**Assignment:** Please copy the entries below word for word.

-- Provided information follows --

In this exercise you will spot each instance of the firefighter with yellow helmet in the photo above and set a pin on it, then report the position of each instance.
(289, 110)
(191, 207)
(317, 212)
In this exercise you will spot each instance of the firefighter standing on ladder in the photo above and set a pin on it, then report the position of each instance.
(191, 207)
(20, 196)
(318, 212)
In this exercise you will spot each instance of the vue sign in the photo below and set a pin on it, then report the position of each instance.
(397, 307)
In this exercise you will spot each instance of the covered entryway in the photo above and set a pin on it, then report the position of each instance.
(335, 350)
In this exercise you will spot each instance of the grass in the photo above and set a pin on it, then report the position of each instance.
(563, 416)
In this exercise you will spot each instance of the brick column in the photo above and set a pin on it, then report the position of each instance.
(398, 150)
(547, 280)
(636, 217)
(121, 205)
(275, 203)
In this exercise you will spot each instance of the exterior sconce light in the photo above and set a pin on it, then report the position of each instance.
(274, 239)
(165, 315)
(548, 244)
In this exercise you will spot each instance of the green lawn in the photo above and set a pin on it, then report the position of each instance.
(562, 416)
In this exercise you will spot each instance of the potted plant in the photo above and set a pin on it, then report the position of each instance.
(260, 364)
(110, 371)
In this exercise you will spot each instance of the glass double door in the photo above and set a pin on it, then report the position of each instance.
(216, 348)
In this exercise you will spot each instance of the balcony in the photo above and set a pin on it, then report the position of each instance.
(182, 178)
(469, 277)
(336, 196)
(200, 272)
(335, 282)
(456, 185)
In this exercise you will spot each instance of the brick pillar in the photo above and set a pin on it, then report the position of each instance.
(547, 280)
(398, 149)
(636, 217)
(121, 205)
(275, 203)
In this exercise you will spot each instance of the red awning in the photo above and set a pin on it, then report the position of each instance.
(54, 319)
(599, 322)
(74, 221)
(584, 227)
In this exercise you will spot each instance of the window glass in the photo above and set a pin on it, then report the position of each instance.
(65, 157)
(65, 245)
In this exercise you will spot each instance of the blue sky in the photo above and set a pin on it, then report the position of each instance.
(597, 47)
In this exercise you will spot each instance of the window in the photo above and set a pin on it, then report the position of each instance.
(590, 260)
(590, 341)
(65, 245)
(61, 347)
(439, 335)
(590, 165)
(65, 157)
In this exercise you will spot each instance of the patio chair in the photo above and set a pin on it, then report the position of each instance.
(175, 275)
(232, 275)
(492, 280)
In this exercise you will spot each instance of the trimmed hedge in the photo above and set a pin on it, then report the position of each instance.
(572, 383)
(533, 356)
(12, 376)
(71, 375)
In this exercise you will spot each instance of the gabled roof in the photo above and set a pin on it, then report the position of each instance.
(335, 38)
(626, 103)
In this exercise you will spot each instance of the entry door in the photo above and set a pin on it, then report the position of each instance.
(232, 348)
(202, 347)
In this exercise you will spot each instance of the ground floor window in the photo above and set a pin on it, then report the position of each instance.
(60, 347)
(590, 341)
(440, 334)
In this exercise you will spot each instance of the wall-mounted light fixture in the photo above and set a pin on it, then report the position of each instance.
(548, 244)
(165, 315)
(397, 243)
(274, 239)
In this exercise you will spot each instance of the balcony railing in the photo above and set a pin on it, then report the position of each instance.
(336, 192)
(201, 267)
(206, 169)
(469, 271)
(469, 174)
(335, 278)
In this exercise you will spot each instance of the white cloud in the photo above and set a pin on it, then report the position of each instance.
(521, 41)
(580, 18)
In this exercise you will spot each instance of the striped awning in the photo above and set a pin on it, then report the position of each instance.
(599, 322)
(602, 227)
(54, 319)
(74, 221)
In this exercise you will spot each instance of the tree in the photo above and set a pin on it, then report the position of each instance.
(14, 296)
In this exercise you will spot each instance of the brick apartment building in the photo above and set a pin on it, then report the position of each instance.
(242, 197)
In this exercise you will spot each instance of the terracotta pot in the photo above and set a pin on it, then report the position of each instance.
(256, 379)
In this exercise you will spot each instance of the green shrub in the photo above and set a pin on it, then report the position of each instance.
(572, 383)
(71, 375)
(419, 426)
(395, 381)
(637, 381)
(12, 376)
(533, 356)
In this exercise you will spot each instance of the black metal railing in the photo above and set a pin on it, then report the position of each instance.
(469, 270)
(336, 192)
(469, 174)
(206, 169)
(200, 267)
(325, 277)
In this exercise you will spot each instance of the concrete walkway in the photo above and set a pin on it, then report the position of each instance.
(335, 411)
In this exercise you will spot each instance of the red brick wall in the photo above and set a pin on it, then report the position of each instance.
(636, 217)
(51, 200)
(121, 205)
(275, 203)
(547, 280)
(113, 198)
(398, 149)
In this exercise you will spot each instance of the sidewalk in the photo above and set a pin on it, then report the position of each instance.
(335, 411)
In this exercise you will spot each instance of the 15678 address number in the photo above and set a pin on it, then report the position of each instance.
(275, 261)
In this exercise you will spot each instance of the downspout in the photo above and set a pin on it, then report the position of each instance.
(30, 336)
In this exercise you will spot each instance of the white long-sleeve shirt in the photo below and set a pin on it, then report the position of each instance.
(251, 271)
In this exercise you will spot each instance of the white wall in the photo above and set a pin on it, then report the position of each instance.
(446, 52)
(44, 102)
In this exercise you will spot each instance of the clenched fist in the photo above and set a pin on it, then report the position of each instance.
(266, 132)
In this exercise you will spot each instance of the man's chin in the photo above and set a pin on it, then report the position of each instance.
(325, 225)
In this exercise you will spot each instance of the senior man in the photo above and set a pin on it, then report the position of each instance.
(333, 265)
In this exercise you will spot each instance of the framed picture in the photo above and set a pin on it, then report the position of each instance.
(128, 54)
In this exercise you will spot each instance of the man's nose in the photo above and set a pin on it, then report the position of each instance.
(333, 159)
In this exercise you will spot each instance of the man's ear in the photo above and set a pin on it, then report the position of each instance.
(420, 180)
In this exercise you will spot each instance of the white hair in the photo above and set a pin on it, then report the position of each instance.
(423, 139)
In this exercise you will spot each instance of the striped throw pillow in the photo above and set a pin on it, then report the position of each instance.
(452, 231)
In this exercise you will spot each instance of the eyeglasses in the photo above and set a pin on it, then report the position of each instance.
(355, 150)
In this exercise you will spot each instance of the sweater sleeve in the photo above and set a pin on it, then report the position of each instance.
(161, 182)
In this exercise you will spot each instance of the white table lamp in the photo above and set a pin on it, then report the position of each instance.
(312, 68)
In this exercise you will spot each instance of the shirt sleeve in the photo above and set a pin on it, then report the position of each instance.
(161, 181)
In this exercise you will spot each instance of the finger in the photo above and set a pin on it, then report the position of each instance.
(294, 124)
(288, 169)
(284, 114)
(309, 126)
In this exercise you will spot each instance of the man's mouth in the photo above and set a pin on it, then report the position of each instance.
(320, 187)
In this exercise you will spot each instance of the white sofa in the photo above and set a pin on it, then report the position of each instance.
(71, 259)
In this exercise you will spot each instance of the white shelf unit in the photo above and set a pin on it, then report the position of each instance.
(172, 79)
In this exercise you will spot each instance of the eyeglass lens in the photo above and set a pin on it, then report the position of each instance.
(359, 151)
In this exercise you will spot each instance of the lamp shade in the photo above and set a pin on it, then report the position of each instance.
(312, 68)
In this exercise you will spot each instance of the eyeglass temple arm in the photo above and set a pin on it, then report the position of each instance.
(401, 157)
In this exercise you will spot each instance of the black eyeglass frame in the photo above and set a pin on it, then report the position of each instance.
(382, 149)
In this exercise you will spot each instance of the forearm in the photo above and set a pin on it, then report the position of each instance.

-- Provided information concluded --

**Solution to the problem:**
In this exercise you will spot each instance of the firefighter with yellow helmet in the photo above and set a pin on it, then report the position of each instance.
(289, 110)
(191, 207)
(317, 212)
In this exercise you will spot each instance of the firefighter standing on ladder in the photo above and set a pin on it, then report the position of each instance.
(191, 207)
(20, 196)
(318, 212)
In this exercise you will spot each instance of the vue sign in the photo below and set a pin on it, then report the position of each instance.
(397, 307)
In this exercise you will spot each instance of the covered entryway in the photo above and set a pin on it, then report the position of each instance.
(335, 350)
In this exercise you will spot each instance of the grass in the photo above and set a pin on it, then report the position of each instance.
(563, 416)
In this exercise you will spot each instance of the brick column in the photo above and set a pin on it, then report the position of each instance.
(398, 150)
(547, 280)
(636, 217)
(121, 205)
(275, 203)
In this exercise you will spot each instance of the exterior sconce light in the photo above and set a pin on it, then report the position of each instance.
(274, 239)
(165, 315)
(548, 244)
In this exercise you will spot each instance of the green lawn in the photo above and set a pin on it, then report the position of each instance.
(562, 416)
In this exercise you will spot each instance of the potted plant in the photo above and set a pin on it, then report the position of each instance.
(260, 364)
(110, 371)
In this exercise you will spot each instance of the glass double door in the photo above and set a pin on it, then report the position of each instance.
(216, 348)
In this exercise you will spot each instance of the balcony in the photo above and set a pin on it, then report the position of each instance.
(182, 178)
(469, 277)
(336, 196)
(200, 272)
(335, 282)
(456, 185)
In this exercise you will spot each instance of the brick pillar in the photo above and set a pin on it, then report the position of each instance.
(547, 280)
(398, 149)
(636, 217)
(121, 205)
(275, 203)
In this exercise you will spot each instance of the red awning in the photo above and set a pin on it, then report the position of each instance.
(54, 319)
(599, 322)
(74, 221)
(584, 227)
In this exercise you will spot each instance of the window glass in the photo above and set a pin on it, then report the position of each instance.
(65, 157)
(65, 245)
In this exercise you will spot each instance of the blue sky in the photo above and set a pin on it, then report the position of each instance.
(597, 47)
In this exercise you will spot each instance of the window in the photo above and set a pin on it, then report the position of each instance.
(590, 260)
(590, 341)
(65, 245)
(61, 347)
(439, 335)
(590, 165)
(65, 157)
In this exercise you will spot each instance of the patio chair in the photo above and set a pin on it, then report the position of each instance.
(175, 275)
(232, 275)
(492, 280)
In this exercise you will spot each instance of the trimmed hedge in the photo above and set a pin on it, then report the position of each instance.
(572, 383)
(533, 356)
(12, 376)
(71, 375)
In this exercise you will spot each instance of the gabled roof in the photo above and set a pin on it, then report the position of each instance.
(335, 38)
(626, 103)
In this exercise you will spot each instance of the entry door in the photo above and set a pin on it, then report the position of each instance.
(232, 348)
(202, 347)
In this exercise you will spot each instance of the ground floor window in the photo above and set a pin on it, then report the position of each instance.
(60, 347)
(590, 341)
(440, 334)
In this exercise you will spot each instance of the wall-mounted light fixture in the photo above and set a pin on it, then report the position of each instance.
(548, 244)
(165, 315)
(397, 243)
(274, 239)
In this exercise you will spot each instance of the balcony railing in the photo above and set a pin on it, then report the position of each instance.
(336, 192)
(201, 267)
(206, 169)
(469, 271)
(469, 174)
(335, 278)
In this exercise you will spot each instance of the white cloud in the photo above and set a pin on it, then report the position of each instance.
(521, 41)
(580, 18)
In this exercise you will spot each instance of the striped awning in the photo above and set a pin on it, then report the position of each instance.
(599, 322)
(602, 227)
(54, 319)
(74, 221)
In this exercise you will spot each instance of the tree in the photo above and set a pin on it, then report the position of each instance.
(14, 296)
In this exercise you will spot each instance of the brick apartment building in the photo above and set a pin on it, then report the position of each instance.
(242, 197)
In this exercise you will spot each instance of the terracotta pot in the photo above and set a pin on it, then report the position of each instance.
(256, 379)
In this exercise you will spot each instance of the green shrub in the photo above and set a pin on it, then report the position of each instance.
(572, 383)
(71, 375)
(419, 426)
(395, 381)
(637, 381)
(12, 376)
(533, 356)
In this exercise you will spot each instance of the black metal railing in the photo above and set a pin on it, then report the position of each instance.
(469, 270)
(336, 192)
(469, 174)
(206, 169)
(200, 267)
(325, 277)
In this exercise you will spot each instance of the concrete walkway in the photo above and set a pin on it, then report the position of each instance.
(335, 411)
In this exercise you will spot each instance of the red brick wall in the photo above and set a pin on it, then report the position of each instance.
(636, 217)
(51, 200)
(121, 205)
(275, 203)
(547, 280)
(113, 198)
(398, 149)
In this exercise you will spot each instance of the sidewalk in the photo above and set a pin on it, then report the position of each instance.
(335, 411)
In this exercise you will spot each instance of the 15678 address number in the photo above and set a pin on it, then report the position of each instance.
(275, 261)
In this exercise you will spot each instance of the downspout in the photo above and set a pin on it, then report the position of each instance.
(30, 336)
In this exercise you will spot each instance of the white long-sleeve shirt in the photo below and set a pin on it, then report the position of each instance.
(251, 271)
In this exercise you will spot each instance of the white wall in the photo above and set a pin on it, then report the position of each instance.
(446, 52)
(44, 102)
In this exercise you will spot each instance of the clenched fist in the photo above and set a pin on it, then report the position of each instance.
(266, 132)
In this exercise you will spot each instance of the man's chin in the photo above and set a pin on it, then report the position of each instance.
(325, 225)
In this exercise you will spot each instance of the senior man in the photo above and set a pin on it, then report the position of each instance.
(333, 265)
In this exercise you will spot each instance of the framed picture in the photo above and set a pin on it, then report the position of each instance.
(128, 54)
In this exercise you will spot each instance of the man's nose in the photo above and set a pin on it, then report the position of each instance.
(333, 159)
In this exercise you will spot each instance of the man's ear in the photo above and set a pin on it, then report the position of each instance.
(420, 180)
In this exercise you will spot each instance of the white hair in the photo above and set a pin on it, then report the position of each instance.
(423, 139)
In this exercise you will spot each instance of the striped throw pillow in the photo above and set a pin on it, then report the position of each instance.
(452, 231)
In this exercise you will spot each instance of the eyeglasses in the photo above and set a pin on it, then report the position of each instance.
(355, 150)
In this exercise you will spot each instance of the sweater sleeve in the photo above and set a pin on it, then report the position of each instance.
(161, 182)
In this exercise you will spot each instance of the white table lamp in the photo above and set a pin on it, then report the position of each instance.
(312, 68)
In this exercise you will spot each instance of the shirt sleeve in the photo above and set a pin on it, then report the position of each instance.
(161, 181)
In this exercise you will spot each instance of the finger in the photo above and set a pin on it, then report the position of each instance.
(294, 124)
(288, 169)
(284, 114)
(309, 126)
In this exercise you will spot each instance of the man's mouth in the photo above and set a pin on it, then report the position of each instance.
(320, 187)
In this exercise you will spot each instance of the white sofa in the photo above and set a pin on it, then report the position of each instance.
(71, 259)
In this exercise you will spot each instance of the white shelf unit in the photo above and set a pin on it, then report the position of each instance.
(172, 79)
In this exercise you will spot each instance of the eyeglass lens in the photo above and set a pin on it, then report the position of each instance.
(359, 151)
In this exercise you will spot each instance of the lamp shade in the photo above and set a pin on it, then report the position of each instance.
(312, 68)
In this exercise you will spot each instance of the eyeglass temple arm in the photo above and set a pin on it, then report the position of each instance.
(401, 157)
In this exercise you will spot each instance of the black eyeglass frame in the photo above and set a pin on it, then report the position of each instance.
(382, 149)
In this exercise you will spot each instance of the forearm in the photo above and set a pin on it, then report the position of each instance.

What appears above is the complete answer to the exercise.